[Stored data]
▼▼▼
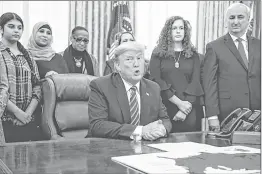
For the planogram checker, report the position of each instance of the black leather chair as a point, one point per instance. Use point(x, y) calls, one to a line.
point(65, 105)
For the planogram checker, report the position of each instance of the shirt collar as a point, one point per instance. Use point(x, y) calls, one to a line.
point(128, 85)
point(244, 37)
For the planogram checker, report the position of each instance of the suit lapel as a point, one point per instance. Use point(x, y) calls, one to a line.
point(250, 52)
point(122, 97)
point(231, 45)
point(145, 101)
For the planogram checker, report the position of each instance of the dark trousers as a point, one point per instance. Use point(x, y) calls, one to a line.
point(28, 132)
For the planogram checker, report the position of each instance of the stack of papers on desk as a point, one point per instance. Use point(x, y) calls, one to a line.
point(190, 157)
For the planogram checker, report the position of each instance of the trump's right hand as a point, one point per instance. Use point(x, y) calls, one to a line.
point(154, 130)
point(214, 125)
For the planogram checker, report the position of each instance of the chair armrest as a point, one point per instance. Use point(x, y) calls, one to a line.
point(49, 99)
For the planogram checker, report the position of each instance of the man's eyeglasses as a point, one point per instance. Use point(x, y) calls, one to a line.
point(80, 39)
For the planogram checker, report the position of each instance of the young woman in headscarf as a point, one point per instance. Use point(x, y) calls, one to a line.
point(20, 91)
point(76, 56)
point(39, 48)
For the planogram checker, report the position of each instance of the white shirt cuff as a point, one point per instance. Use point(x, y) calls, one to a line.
point(138, 133)
point(212, 118)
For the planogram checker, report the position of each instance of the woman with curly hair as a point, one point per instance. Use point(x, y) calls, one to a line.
point(175, 66)
point(20, 90)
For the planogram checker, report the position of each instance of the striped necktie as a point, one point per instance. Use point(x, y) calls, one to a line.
point(242, 51)
point(134, 108)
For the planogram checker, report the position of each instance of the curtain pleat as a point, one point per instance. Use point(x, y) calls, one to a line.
point(211, 22)
point(257, 19)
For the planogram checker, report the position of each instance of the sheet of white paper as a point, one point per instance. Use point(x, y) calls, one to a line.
point(151, 163)
point(165, 162)
point(192, 147)
point(210, 170)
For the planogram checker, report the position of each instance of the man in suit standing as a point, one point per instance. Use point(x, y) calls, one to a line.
point(232, 69)
point(125, 105)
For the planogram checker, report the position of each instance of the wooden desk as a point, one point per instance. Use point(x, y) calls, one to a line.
point(92, 155)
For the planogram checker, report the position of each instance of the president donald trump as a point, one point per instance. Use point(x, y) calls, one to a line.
point(124, 105)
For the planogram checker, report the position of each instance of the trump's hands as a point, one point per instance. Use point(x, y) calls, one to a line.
point(49, 73)
point(214, 125)
point(185, 107)
point(180, 116)
point(154, 130)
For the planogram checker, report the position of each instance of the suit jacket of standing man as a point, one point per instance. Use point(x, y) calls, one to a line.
point(227, 81)
point(109, 110)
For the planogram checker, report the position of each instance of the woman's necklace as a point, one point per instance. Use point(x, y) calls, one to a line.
point(177, 60)
point(78, 62)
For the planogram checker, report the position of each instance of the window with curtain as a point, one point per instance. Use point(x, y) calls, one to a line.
point(151, 17)
point(56, 13)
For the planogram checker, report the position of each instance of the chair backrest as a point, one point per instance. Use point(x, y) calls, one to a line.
point(66, 103)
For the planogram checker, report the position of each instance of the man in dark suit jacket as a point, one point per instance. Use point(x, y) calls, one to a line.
point(232, 69)
point(111, 99)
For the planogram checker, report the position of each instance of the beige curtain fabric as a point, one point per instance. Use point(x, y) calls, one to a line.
point(210, 22)
point(95, 16)
point(257, 19)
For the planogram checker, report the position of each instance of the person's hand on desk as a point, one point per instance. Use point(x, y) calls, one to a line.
point(23, 116)
point(185, 106)
point(213, 123)
point(154, 130)
point(180, 116)
point(49, 73)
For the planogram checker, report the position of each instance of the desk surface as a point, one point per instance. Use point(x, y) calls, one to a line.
point(92, 155)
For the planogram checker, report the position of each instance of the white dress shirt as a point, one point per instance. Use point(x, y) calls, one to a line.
point(245, 44)
point(128, 86)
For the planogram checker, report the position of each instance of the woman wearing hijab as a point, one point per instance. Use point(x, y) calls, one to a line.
point(76, 56)
point(20, 91)
point(39, 48)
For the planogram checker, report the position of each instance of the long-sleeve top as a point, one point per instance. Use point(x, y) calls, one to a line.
point(16, 82)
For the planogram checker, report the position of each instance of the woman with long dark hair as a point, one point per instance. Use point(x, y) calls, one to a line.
point(175, 66)
point(20, 91)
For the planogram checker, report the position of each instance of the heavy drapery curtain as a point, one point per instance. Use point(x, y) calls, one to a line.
point(210, 22)
point(257, 19)
point(95, 16)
▲▲▲
● Given request: Copy all of the data above line for line, omitting the pictures.

● Task result:
For the planogram checker, report the position of each instance of the black leather chair as a point, one point per instance. Use point(x, y) calls, one to a line.
point(65, 105)
For the planogram checker, report the position of each instance of the shirt collar as a point, one point per instance. Use point(x, y) calls, one to a line.
point(128, 85)
point(244, 37)
For the planogram checker, report the position of each instance of the suit lapel as a point, one point per instance. Use point(x, y) calls, one to a line.
point(250, 52)
point(122, 97)
point(231, 45)
point(145, 101)
For the planogram checker, report the position of each instance of the dark trousers as a point, one point per instance. Use point(x, y) calls, one to a line.
point(28, 132)
For the planogram checker, report the position of each instance of the stack of papers on desk as a point, one point per instance. Use point(x, y) calls, one to a line.
point(190, 157)
For the planogram checker, report the position of each instance of the trump's right hand as a point, one point per instance. Use point(x, y) calls, one to a line.
point(154, 130)
point(214, 125)
For the planogram checker, report the position of each instance of the chair armrest as a point, one point per instance. Use point(x, y) calls, one to a line.
point(49, 99)
For the planogram checker, report the position of each instance of the man's eyeglasses as a point, one point per instance. Use point(x, y) calls, one to a line.
point(80, 39)
For the planogram checker, report the position of each instance of the young woman in headscarf as a point, one point per instance. Use point(x, y) calls, one to a line.
point(20, 91)
point(76, 56)
point(39, 48)
For the planogram checker, report the position of each instance of the white shirt cuff as a point, one point per instance. Use point(x, y) calls, one to a line.
point(138, 133)
point(212, 118)
For the planogram checker, report the position of each instance of the woman with curly hair as a point, one point per instance. Use point(x, y) calls, one to a line.
point(175, 66)
point(20, 90)
For the planogram checker, report the position of each instance of the striped necktie as a point, one point per instance. Use point(x, y) calls, one to a line.
point(242, 51)
point(134, 108)
For the planogram checker, report the position of each instance of the curtain pleat as a point, one point per instance. Use point(x, y) calls, one to a line.
point(211, 22)
point(257, 19)
For the planogram checker, report the position of each instance of the sheet of white paper as a point, one point per instance. Use point(x, y) calls, one to a line.
point(151, 163)
point(165, 162)
point(192, 147)
point(210, 170)
For the planogram checker, report the position of each instance of the man in suit standing as a point, one point per instance. Use point(x, y) calls, one to a line.
point(232, 69)
point(125, 105)
For the planogram checker, report the position of each instance of the wooden desk as a point, one point per instance. Use point(x, y) calls, one to a line.
point(92, 155)
For the planogram checker, report the position of each instance of the president donald trump as a point, one point per instance. Use point(x, y) calls, one to a line.
point(124, 105)
For the planogram checker, report the position of each instance of the trump's hands as a point, one point per instance. Use point(x, y) calls, one to a line.
point(49, 73)
point(214, 125)
point(185, 107)
point(180, 116)
point(154, 130)
For the planogram checker, report the position of each instance of the suit jacket of standing man as a point, one point per instance. Use point(x, y) calls, one to a line.
point(227, 81)
point(109, 110)
For the planogram checker, report the position of each instance of the woman's necklace as a point, one point per instance. Use point(x, y) calls, one to a line.
point(177, 60)
point(78, 62)
For the planogram checker, report the position of each instance of the window with curtain as a point, one point per instance. Use point(x, y) calls, one to a line.
point(151, 17)
point(56, 13)
For the planogram checker, report the position of each instance of the chair backrest as a point, one point per instance. Use point(x, y) calls, one to a line.
point(66, 103)
For the planogram checker, report the position of each instance of the man in dark suit jacket as a point, one point per instance. Use point(x, y) calls, one to a line.
point(232, 69)
point(111, 99)
For the planogram checker, report the position of each instance of the beige curtain fabric as a point, one point per instance. Use point(x, y) calls, one to a line.
point(210, 22)
point(95, 16)
point(257, 19)
For the planogram checker, report the position of each instance of the person's hand on desk as a point, one point per instance. Use point(x, y) calls, one to a line.
point(23, 116)
point(185, 106)
point(213, 123)
point(154, 130)
point(180, 116)
point(49, 73)
For the planogram checker, report the position of each instance of the desk surface as a point, one point per instance. Use point(x, y) calls, one to a line.
point(92, 155)
For the planogram checker, report the position of each instance of the white dress shirt as a point, one point per instance. Use point(x, y) calls, one to a line.
point(245, 44)
point(128, 86)
For the planogram checker, report the position of each instance of the woman wearing hijab as a point, one point per instance. Use point(x, y) calls, one to a line.
point(76, 56)
point(20, 91)
point(39, 48)
For the planogram checker, report the position of each instance of the long-sleeve top as a point, one point per instance. Use point(x, y) calls, one to a line.
point(16, 82)
For the planogram checker, report the position of each instance of the woman with long dark hair as a point, one point per instance. Use point(x, y) calls, one to a line.
point(175, 66)
point(20, 91)
For the planogram checker, report the position of each instance of the heavy drapery curtain as a point, one point per instance. Use point(x, y) calls, one to a line.
point(210, 22)
point(257, 19)
point(95, 16)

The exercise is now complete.